--- PROVIDED DATA ---

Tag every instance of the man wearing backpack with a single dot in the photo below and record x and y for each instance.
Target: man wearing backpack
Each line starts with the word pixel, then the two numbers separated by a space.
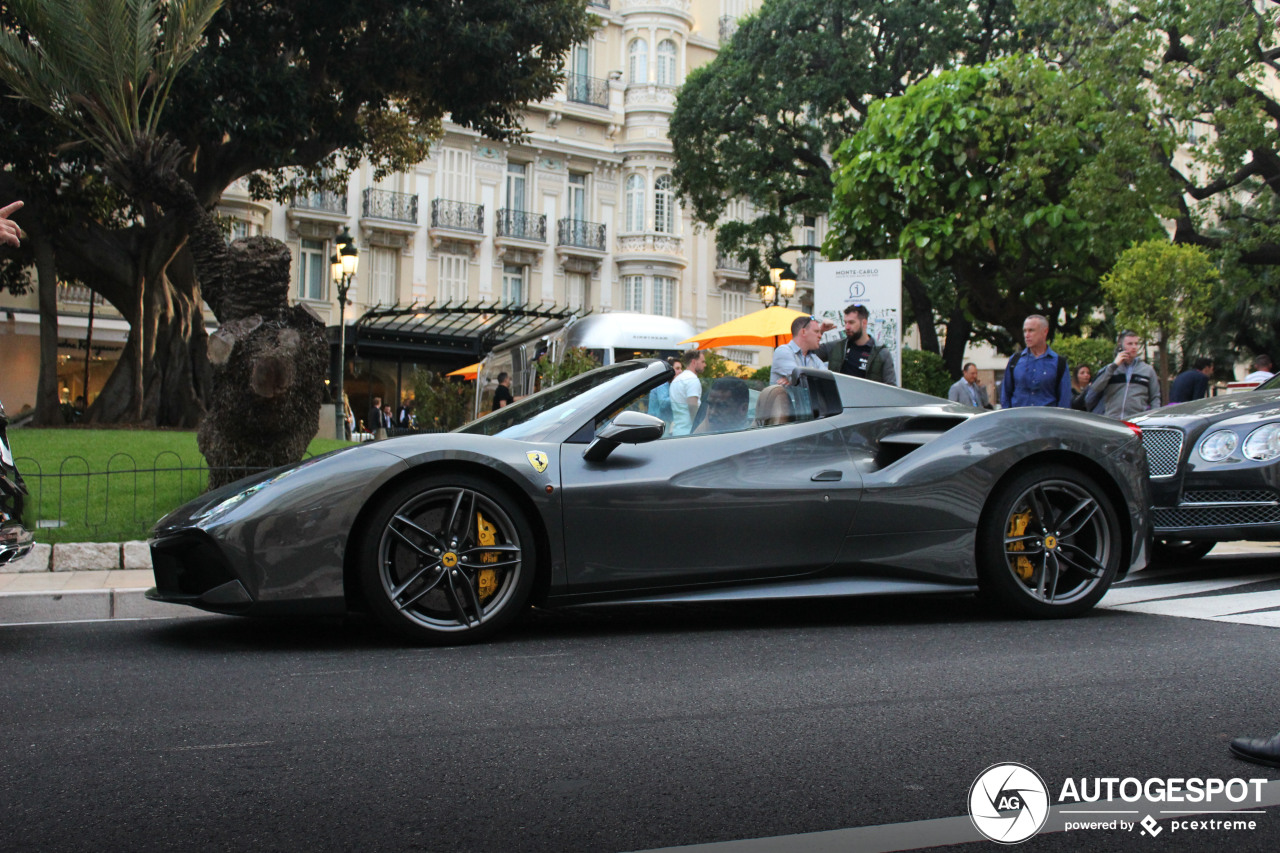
pixel 1037 375
pixel 856 354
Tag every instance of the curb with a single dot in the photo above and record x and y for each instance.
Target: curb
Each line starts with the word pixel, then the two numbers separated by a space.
pixel 85 605
pixel 83 556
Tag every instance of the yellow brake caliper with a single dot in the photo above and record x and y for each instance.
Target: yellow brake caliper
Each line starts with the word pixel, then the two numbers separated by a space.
pixel 1018 527
pixel 488 576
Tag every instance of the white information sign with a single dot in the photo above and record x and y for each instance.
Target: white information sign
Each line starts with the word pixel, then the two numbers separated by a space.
pixel 876 284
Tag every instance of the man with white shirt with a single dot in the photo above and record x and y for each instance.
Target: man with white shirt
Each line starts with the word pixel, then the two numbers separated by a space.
pixel 686 393
pixel 968 391
pixel 801 351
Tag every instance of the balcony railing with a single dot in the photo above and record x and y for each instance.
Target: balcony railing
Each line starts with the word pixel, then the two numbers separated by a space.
pixel 804 268
pixel 77 295
pixel 384 204
pixel 324 201
pixel 580 233
pixel 728 26
pixel 522 226
pixel 581 89
pixel 457 215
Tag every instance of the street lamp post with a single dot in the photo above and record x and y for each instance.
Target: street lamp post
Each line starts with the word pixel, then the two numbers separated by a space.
pixel 782 284
pixel 342 267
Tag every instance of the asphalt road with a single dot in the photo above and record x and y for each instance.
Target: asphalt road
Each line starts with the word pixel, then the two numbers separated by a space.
pixel 611 729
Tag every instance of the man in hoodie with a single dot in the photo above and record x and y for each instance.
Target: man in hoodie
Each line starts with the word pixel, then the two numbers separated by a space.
pixel 1125 387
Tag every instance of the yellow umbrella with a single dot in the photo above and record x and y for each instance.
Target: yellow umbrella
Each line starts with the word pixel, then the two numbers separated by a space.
pixel 469 372
pixel 767 328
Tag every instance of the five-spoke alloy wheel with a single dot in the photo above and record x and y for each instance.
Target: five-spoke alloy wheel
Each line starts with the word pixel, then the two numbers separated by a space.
pixel 447 560
pixel 1048 544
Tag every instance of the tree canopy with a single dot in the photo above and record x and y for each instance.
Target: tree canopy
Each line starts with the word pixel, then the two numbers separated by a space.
pixel 997 185
pixel 758 122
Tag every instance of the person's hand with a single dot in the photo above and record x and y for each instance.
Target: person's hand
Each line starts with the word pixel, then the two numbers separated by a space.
pixel 9 231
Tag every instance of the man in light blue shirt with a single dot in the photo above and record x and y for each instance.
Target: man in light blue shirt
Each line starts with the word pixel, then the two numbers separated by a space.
pixel 1037 375
pixel 801 351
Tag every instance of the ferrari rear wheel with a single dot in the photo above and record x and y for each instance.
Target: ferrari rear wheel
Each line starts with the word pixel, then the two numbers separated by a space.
pixel 447 560
pixel 1048 544
pixel 1176 552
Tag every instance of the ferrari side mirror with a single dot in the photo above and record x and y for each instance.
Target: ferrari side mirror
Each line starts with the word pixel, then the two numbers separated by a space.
pixel 627 428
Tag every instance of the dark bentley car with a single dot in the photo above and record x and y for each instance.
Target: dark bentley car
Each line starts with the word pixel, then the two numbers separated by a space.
pixel 1215 471
pixel 16 541
pixel 576 496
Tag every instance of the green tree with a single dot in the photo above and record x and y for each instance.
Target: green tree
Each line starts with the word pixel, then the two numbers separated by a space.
pixel 758 122
pixel 924 372
pixel 1159 290
pixel 997 185
pixel 274 92
pixel 1205 72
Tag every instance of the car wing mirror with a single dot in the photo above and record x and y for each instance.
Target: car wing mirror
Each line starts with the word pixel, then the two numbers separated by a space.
pixel 627 428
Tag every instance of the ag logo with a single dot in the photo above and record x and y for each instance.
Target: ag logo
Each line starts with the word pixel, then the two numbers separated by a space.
pixel 538 460
pixel 1009 803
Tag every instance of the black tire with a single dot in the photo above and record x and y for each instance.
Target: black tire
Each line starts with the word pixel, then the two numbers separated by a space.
pixel 1048 544
pixel 1179 552
pixel 424 556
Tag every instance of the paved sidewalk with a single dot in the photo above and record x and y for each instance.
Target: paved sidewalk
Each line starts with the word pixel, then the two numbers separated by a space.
pixel 36 591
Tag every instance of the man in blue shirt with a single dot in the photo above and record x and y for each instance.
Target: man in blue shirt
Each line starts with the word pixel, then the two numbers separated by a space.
pixel 1037 375
pixel 801 351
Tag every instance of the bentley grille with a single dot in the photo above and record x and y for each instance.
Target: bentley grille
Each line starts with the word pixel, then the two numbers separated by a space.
pixel 1164 448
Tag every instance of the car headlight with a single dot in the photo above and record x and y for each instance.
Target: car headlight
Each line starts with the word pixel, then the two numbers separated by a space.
pixel 1264 442
pixel 1217 446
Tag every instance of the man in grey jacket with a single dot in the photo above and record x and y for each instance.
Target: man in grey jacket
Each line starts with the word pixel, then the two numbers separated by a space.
pixel 1128 386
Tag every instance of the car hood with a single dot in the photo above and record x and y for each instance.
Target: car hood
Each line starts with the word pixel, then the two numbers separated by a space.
pixel 1239 409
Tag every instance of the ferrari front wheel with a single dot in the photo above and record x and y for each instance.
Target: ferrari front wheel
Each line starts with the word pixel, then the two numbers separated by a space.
pixel 1048 544
pixel 447 559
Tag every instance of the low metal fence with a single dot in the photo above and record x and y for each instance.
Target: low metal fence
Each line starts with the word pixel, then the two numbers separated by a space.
pixel 122 501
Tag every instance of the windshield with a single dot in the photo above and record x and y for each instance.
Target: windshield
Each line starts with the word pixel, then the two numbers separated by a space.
pixel 536 416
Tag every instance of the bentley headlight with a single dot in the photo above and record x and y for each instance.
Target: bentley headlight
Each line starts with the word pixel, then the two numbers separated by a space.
pixel 1264 442
pixel 1217 446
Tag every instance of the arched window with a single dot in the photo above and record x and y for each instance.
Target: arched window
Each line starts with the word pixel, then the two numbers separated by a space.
pixel 635 203
pixel 667 63
pixel 638 62
pixel 663 206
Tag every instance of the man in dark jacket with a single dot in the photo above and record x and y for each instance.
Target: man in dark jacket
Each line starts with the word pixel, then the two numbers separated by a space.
pixel 1192 384
pixel 856 354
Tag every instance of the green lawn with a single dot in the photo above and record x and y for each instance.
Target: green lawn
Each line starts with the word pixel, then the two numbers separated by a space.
pixel 109 484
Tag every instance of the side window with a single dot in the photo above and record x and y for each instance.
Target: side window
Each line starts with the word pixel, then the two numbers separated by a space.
pixel 727 405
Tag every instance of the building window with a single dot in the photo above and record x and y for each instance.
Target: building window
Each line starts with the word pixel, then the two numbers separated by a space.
pixel 512 284
pixel 312 270
pixel 632 293
pixel 664 295
pixel 516 177
pixel 635 203
pixel 663 201
pixel 455 174
pixel 577 197
pixel 666 63
pixel 453 278
pixel 575 287
pixel 383 290
pixel 638 62
pixel 732 306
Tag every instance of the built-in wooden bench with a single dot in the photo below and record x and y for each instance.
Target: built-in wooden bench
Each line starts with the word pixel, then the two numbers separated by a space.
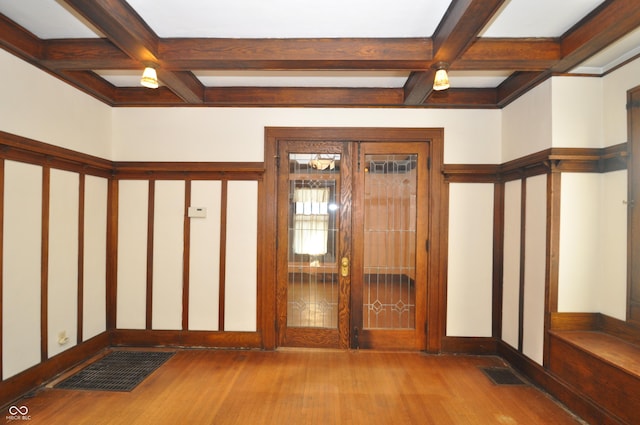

---

**DIRECTIVE**
Please copy every one of the lines above word for word, leaving out the pictures.

**CORRECT OUTPUT**
Tag every instance of the man wearing backpack with a single dot in the photo below and record x and y for each instance.
Target: man wearing backpack
Each line starts with the word pixel, then the two numbers separated by a space.
pixel 1037 375
pixel 856 354
Tag every instance of the curb with a single dot in the photo above and record x and y for each instance.
Target: curb
Each line starts with the word pixel, then the two numbers separated by a space.
pixel 85 605
pixel 83 556
Tag every instance of the yellow brake caliper with a single dot in the photo above and record x and y for each instance.
Target: yellow brake caliper
Each line starts with the word pixel, then the two numbers separated by a space.
pixel 1018 527
pixel 488 576
Tag every instance of the white information sign with a single dot in the photo above and record x and y for each instance.
Target: white information sign
Each line starts with the word pixel, then the two numbers separated by a space.
pixel 876 284
Tag every instance of the man with white shirt with a single dot in the photo above and record x and y for each instance.
Target: man with white shirt
Each line starts with the word pixel, then the two numbers separated by a space.
pixel 686 393
pixel 968 391
pixel 801 351
Tag every instance of the balcony railing with a single dot in the photo above and record x and y for each instance.
Target: balcony railing
Each line starts with the word pixel, then the two numbers separated by a space.
pixel 804 268
pixel 77 295
pixel 384 204
pixel 324 201
pixel 580 233
pixel 728 26
pixel 522 226
pixel 581 89
pixel 457 215
Tag every instance of the street lamp post with a single dot in the photo above and record x and y for each instance.
Target: street lamp post
Each line starts with the word pixel, then the two numbers separated by a space.
pixel 782 284
pixel 342 267
Tag every instance of the asphalt road with a single dot in the photo above and record x and y for each instance.
Target: asphalt road
Each line starts with the word pixel, then the two numbers separated by a space.
pixel 611 729
Tag every instance of the man in hoodie with a single dot in the photo above and record x and y for each instance.
Target: man in hoodie
Each line starts with the word pixel, then the two numbers separated by a space.
pixel 1125 387
Tag every instance of the yellow umbrella with a single dot in the photo above and record x and y for each instance.
Target: yellow umbrella
Each line starts with the word pixel, then the two numbers separated by a space.
pixel 469 372
pixel 767 328
Tag every instance of the five-spoke alloy wheel with a single dot in the photo above and record x and y for each instance.
Target: five-spoke alloy wheel
Each line starts with the word pixel, then the two numbers separated by a space.
pixel 447 560
pixel 1048 544
Tag every instance of the tree canopy with a single dot in the photo above and record x and y for each instance.
Target: tree canopy
Each line starts with the word pixel, then the two numbers separated by a space.
pixel 997 185
pixel 758 122
Tag every instance of the person's hand with a single dot in the photo above and record x and y for each instance.
Target: person's hand
Each line starts with the word pixel, then the two numbers separated by a space.
pixel 9 231
Tag every instance of the man in light blue shirt with a single dot in the photo above and record x and y for each instance.
Target: man in light blue shirt
Each line starts with the word pixel, then the two numbers separated by a space.
pixel 1037 375
pixel 801 351
Tag every instance of the ferrari rear wheel with a single dot in the photo above and record x and y for each instance.
Target: ferrari rear wheel
Each line starts with the word pixel, then the two numbers separated by a space.
pixel 447 560
pixel 1048 544
pixel 1176 552
Tag every instance of the ferrari side mirror with a single dot in the photo above and record x and y for each instance.
Target: ferrari side mirror
Each line starts with the word pixel, then the two numbers separated by a space.
pixel 627 428
Tag every instance of the dark bentley car with a single dot in the photo above and record x and y for each instance.
Target: dark bentley car
Each line starts with the word pixel, then the two numbers separated by a space.
pixel 1215 471
pixel 16 541
pixel 576 496
Tag every instance of the green tree with a single dot in the photo above and record x and y for each instance.
Target: green tree
Each line starts with the word pixel, then the two numbers separated by a space.
pixel 758 122
pixel 924 372
pixel 1159 290
pixel 997 185
pixel 274 92
pixel 1205 72
Tag every instance of the car wing mirror with a single dot in the photo above and record x and y for each instance.
Target: car wing mirror
Each line starts with the word pixel, then the two numbers separated by a space.
pixel 627 428
Tag every instance of the ag logo with a single dot in the photo above and record x and y for each instance.
Target: ag logo
Each line starts with the word pixel, then the two numbers separated by a space.
pixel 538 460
pixel 1009 803
Tag every instance of the black tire with a single dot in the photo above and record x and y for each instance.
Target: black tire
Each line starts with the word pixel, then the two numbers separated by a space.
pixel 1048 544
pixel 1179 552
pixel 424 556
Tag every instance of the paved sidewalk with a single dot in the photo above and record x and y for each instance.
Target: paved sidewalk
Each line starts with the word pixel, then the two numbers separated by a space.
pixel 36 591
Tag every instance of the man in blue shirt with a single dot in the photo above and record x and y for each instance.
Target: man in blue shirt
Each line starts with the word pixel, then the two numbers separated by a space.
pixel 1037 375
pixel 801 351
Tag every instance of the bentley grille with a single dot in the photo above and record x and y for each instance.
Target: bentley grille
Each line starts with the word pixel, then the two numbers separated by a space.
pixel 1164 448
Tag every instance of the car headlight with a single dot in the photo above and record x and y for each instance.
Target: car headlight
Each line starts with the word pixel, then the two numbers separated by a space.
pixel 1264 442
pixel 1217 446
Tag every instance of the man in grey jacket with a single dot in the photo above and record x and y for each instance.
Target: man in grey jacket
Each line starts with the word pixel, then the two numbers separated by a space.
pixel 1128 386
Tag every instance of the car hood with a single dot in the photo above and record x and y for each instance.
Target: car hood
Each line starts with the word pixel, then the two numbers separated by a space.
pixel 1239 409
Tag every instance of the ferrari front wheel with a single dot in the photo above and record x and y for each instance.
Target: ferrari front wheel
Each line starts with the word pixel, then the two numbers separated by a space.
pixel 1048 544
pixel 447 559
Tag every instance of the low metal fence with a single dot in the photo above and record x and y for each instance.
Target: low metal fence
Each line starts with the word pixel, then the two numbers separated by a space.
pixel 122 501
Tag every instance of the windshield with a single dot in the photo above and record x and y for each instance.
Target: windshield
Each line starts with the word pixel, then the two numbers separated by a space.
pixel 536 416
Tag every instance of the bentley headlight with a single dot in the photo above and record x and y for each instance.
Target: bentley headlight
Each line starts with the word pixel, then the two numbers separated by a space.
pixel 1264 442
pixel 1217 446
Tag every instance of the arched window with a single dot in the photo above and record x and y for each instance.
Target: arched window
Each line starts with the word pixel, then the two numbers separated by a space.
pixel 635 203
pixel 667 63
pixel 638 62
pixel 663 206
Tag every instance of the man in dark jacket with a single dot in the photo above and record x and y for each instance.
Target: man in dark jacket
Each line starts with the word pixel, then the two numbers separated by a space.
pixel 1192 384
pixel 856 354
Tag every instance of the green lawn with a single dot in the photo above and record x and y for each instance.
Target: green lawn
Each line starts with the word pixel, then the two numbers separated by a space.
pixel 109 484
Tag every instance of the side window with a single dot in the photo above and record x and y for each instance.
Target: side window
Each line starts with the word pixel, then the two numbers separated by a space.
pixel 727 405
Tag every instance of the building window with a single dot in the photo above and record x and y for each instance.
Target: building window
Each line starts with the word pixel, then the two numbers separated by a space.
pixel 512 284
pixel 312 270
pixel 632 293
pixel 664 295
pixel 516 177
pixel 635 203
pixel 663 201
pixel 455 174
pixel 577 197
pixel 666 63
pixel 453 278
pixel 575 287
pixel 383 290
pixel 638 62
pixel 732 306
Tag every instance of the built-in wooden bench with a single dot in the photo below and record x and y for each instance.
Target: built-in wooden bench
Each line starts with the word pixel, then the two numbers separated by a space.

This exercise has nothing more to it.